Prompt
Quote all of the data that follows exactly as written, skipping the images.

------

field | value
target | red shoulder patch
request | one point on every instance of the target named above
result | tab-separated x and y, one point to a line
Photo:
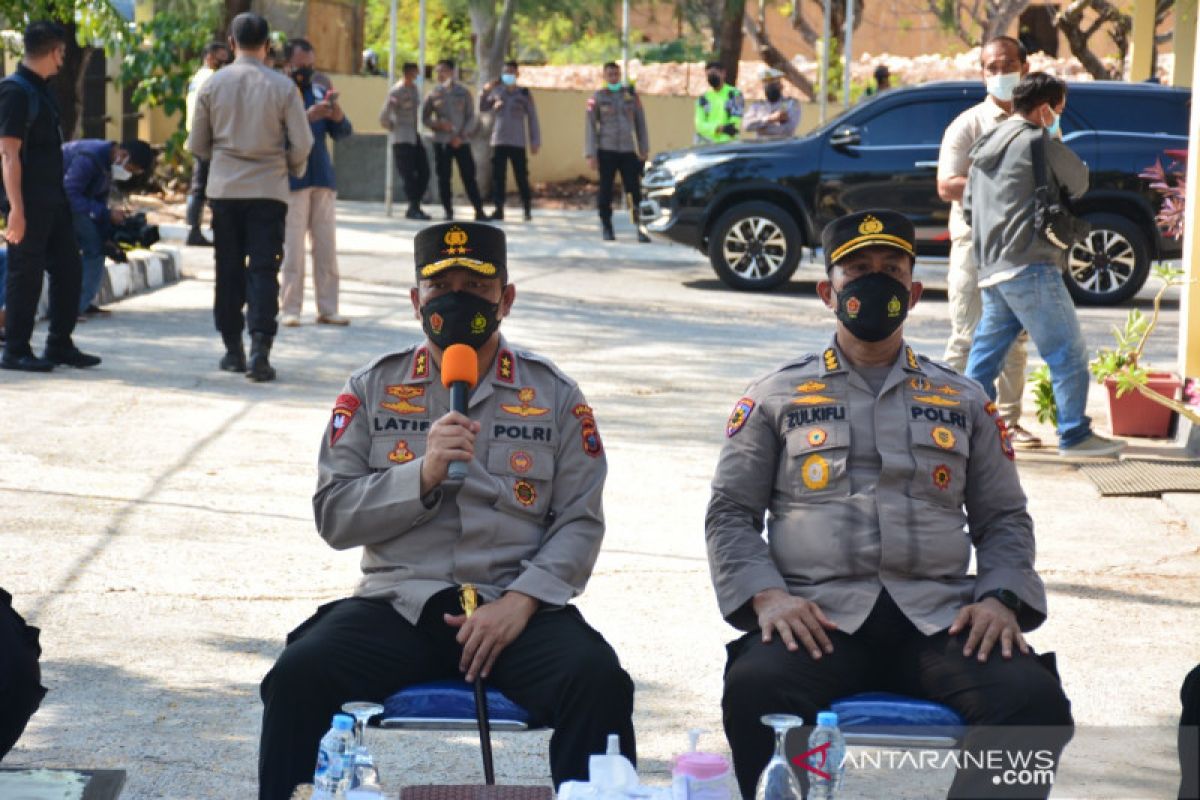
345	408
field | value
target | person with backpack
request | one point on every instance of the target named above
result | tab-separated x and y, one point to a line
90	168
40	229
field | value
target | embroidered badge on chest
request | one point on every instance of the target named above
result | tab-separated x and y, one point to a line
815	473
738	416
525	493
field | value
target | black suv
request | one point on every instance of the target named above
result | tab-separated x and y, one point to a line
753	205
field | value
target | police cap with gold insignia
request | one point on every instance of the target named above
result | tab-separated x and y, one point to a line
871	228
472	246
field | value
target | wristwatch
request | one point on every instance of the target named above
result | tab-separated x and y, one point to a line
1008	599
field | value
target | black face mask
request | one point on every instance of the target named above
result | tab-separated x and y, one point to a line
873	307
460	318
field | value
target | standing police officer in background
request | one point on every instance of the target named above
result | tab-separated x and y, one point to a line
399	118
525	527
615	118
869	462
40	228
514	110
719	109
450	113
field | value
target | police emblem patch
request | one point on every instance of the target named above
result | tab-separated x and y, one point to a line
401	453
521	462
588	431
403	395
943	438
525	493
526	397
815	473
738	417
343	411
813	400
942	476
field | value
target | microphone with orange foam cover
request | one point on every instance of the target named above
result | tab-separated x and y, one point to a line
460	373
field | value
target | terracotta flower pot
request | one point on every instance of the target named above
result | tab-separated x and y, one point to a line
1135	415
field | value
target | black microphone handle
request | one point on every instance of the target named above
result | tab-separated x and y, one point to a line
459	390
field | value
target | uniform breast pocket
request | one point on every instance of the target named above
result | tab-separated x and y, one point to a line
526	477
390	451
940	455
816	461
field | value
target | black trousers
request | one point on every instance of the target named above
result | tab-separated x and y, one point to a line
1189	737
889	654
444	155
49	247
196	192
610	162
559	669
21	678
414	169
247	240
501	157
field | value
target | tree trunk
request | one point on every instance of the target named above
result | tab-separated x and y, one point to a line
730	50
772	56
69	84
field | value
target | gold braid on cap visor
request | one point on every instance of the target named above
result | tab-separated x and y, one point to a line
484	268
858	242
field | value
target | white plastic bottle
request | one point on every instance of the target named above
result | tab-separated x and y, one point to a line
827	732
331	777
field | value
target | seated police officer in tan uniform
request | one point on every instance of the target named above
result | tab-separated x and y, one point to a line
525	527
877	470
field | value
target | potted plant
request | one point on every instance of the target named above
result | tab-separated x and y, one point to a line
1141	402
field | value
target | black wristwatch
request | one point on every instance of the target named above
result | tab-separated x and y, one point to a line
1008	599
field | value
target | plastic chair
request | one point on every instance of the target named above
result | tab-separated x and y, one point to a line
885	720
450	705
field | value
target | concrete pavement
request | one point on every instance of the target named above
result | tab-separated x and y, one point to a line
157	519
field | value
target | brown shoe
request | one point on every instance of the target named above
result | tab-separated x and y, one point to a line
331	319
1023	438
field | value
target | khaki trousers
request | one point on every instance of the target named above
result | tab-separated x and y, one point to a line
966	310
310	211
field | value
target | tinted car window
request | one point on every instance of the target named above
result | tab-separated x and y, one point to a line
1129	112
911	124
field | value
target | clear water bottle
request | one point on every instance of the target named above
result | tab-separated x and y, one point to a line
331	777
827	759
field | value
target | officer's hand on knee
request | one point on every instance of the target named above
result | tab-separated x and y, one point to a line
990	621
451	438
793	618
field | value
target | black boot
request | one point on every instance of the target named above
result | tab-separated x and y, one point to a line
259	368
234	360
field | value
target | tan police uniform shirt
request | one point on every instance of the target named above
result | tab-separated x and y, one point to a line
527	518
453	104
399	114
615	119
954	157
251	124
864	492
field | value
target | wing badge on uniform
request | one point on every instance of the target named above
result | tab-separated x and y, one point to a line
343	411
738	417
815	473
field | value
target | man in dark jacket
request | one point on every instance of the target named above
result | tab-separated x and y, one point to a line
40	234
90	168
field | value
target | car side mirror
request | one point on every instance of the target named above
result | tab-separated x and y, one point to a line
845	137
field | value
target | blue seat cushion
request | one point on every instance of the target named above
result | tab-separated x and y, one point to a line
449	699
874	710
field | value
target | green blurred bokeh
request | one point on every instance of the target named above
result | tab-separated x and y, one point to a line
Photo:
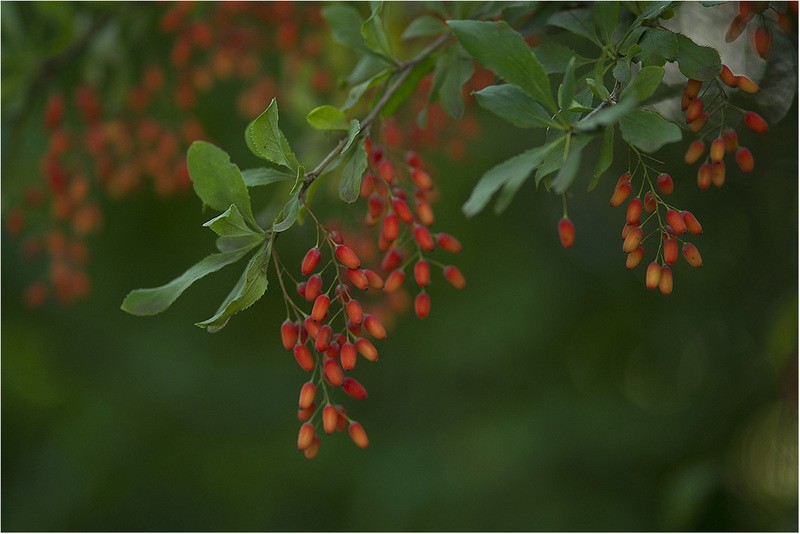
553	393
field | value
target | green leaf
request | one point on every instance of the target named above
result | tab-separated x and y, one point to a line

------

Solution
field | value
target | red shoulder patch
request | one point on every instance of the target named above
result | tab-separated x and y, one point to a line
Photo:
345	408
field | value
target | person with backpack
request | one point on every instance of the target named above
result | tab-separated x and y, one point to a line
90	168
40	229
field | value
target | embroidered badge on chest
request | one point on every instance of the target named above
result | tab-separated x and y, one point to a line
815	473
738	416
525	493
field | value
target | black suv
request | one point on every instance of the target named above
result | tab-separated x and y, one point to a line
753	205
field | value
target | police cap with gold insignia
request | one point on every instance of the target named above
result | tab-separated x and y, one point to a line
871	228
472	246
field | value
target | wristwatch
request | one point on every instance of the target named above
result | tab-separated x and y, one point to a line
1008	599
field | value
target | black face mask
request | one point on every instance of the target named above
result | tab-separated x and y, one point to a line
873	307
460	318
field | value
target | standing police officer in background
request | one point on every instance of the target named above
result | tab-separated x and y, one point to a line
399	118
525	527
615	118
869	462
40	228
514	110
719	109
450	113
field | value
target | police emblem patch
request | one point on every instance of the target named above
result | tab-separated x and y, one point to a line
401	453
521	462
588	431
403	395
943	438
525	493
526	397
815	473
738	417
343	411
813	400
942	476
field | value
target | microphone with orange foam cover
request | one point on every instance of the target named above
result | tab-separated x and y, one point to a line
460	373
field | value
target | terracotta flower pot
request | one point on every instance of the target named above
result | tab-separated x and y, one point to a line
1135	415
field | value
target | black microphone handle
request | one point on every instance of the target named above
result | tab-separated x and y, one point to a line
459	390
field | value
target | uniform breast pocket
request | one point on every instance of the target named above
result | tab-separated x and y, one point to a line
526	477
390	451
940	455
816	461
field | value
target | black trousers
request | one point on every instance of the target named above
result | tab-separated x and y, one point to a line
1189	737
889	654
444	155
49	247
196	192
610	162
559	669
21	678
414	169
247	240
501	157
field | value
target | tree trunk
request | one point on every instance of the target named above
result | tab-separated x and y, one point to a line
730	50
772	56
69	84
field | value
target | gold braid on cap visor
request | one point on every instance of the target named above
result | tab-separated x and y, one point to a line
484	268
858	242
field | value
target | white plastic bottle
request | one point on every instance of the target named above
result | tab-separated x and y, one point to a line
827	732
331	777
field | value
target | seated police officer in tan uniform
request | one point on every instance of the target named above
result | tab-separated x and y, one point to a line
525	527
877	470
field | value
target | potted plant
request | one point on every instance of the target named above
result | tab-separated x and y, one point to a line
1141	402
field | value
target | black wristwatch
request | one point on every instance of the target named above
result | tab-separated x and y, one point to a line
1008	599
field | value
target | plastic chair
request | one point on every instance of the target named above
result | tab-separated x and y, one point to a line
885	720
450	705
field | value
target | concrete pavement
request | one point on every instance of the target named above
result | tab-separated x and y, one point to a line
157	519
field | value
target | brown shoe
request | one point on every instance of the target named above
result | tab-separated x and y, one point to a line
331	319
1023	438
field | value
target | khaki trousers
request | one point on every instance of the target named above
result | tab-separated x and y, one point to a line
966	310
310	211
field | value
target | tinted car window
request | one point on every instance of the target named above
result | tab-separated x and y, one point to a line
1129	112
911	124
field | value
target | clear water bottle
request | one point on every instance of the target named above
result | tab-separated x and y, one point to a line
331	777
827	759
field | value
target | officer's hand on knee
request | one point on every instance of the target named above
result | tab-separated x and y, one point to a line
990	621
451	438
793	618
field | value
target | black boot
request | one point on every instance of the target named above
result | tab-separated x and y, one point to a line
259	368
234	360
field | value
target | tan police uniform shirt
request | one point on every instance of the target named above
result | tab-separated x and y, one point to a line
527	518
453	104
399	114
615	119
954	157
251	124
864	492
field | value
target | wing badge on uniform
request | one point on every instance of the target named above
result | tab-separated x and y, one point to a line
343	411
738	417
815	473
field | value
target | man in dark jacket
request | one point on every instance of the target named above
result | tab-separated x and y, one point to a line
40	234
90	168
field | value
target | car side mirror
request | one point on every instance of the target named above
result | tab-separated x and y, one point to a line
845	137
field | value
target | blue seat cushion
request | one point on every instance of the target named above
result | tab-separated x and y, one point to a line
449	699
874	710
field | value
target | green blurred bokeh
request | one point on every instance of the target named above
result | tab-separated x and y, one point to a line
Photo:
553	393
field | value
target | green leaf
request | one point on every instance of the target named above
result | tab-separated x and y, one point to a line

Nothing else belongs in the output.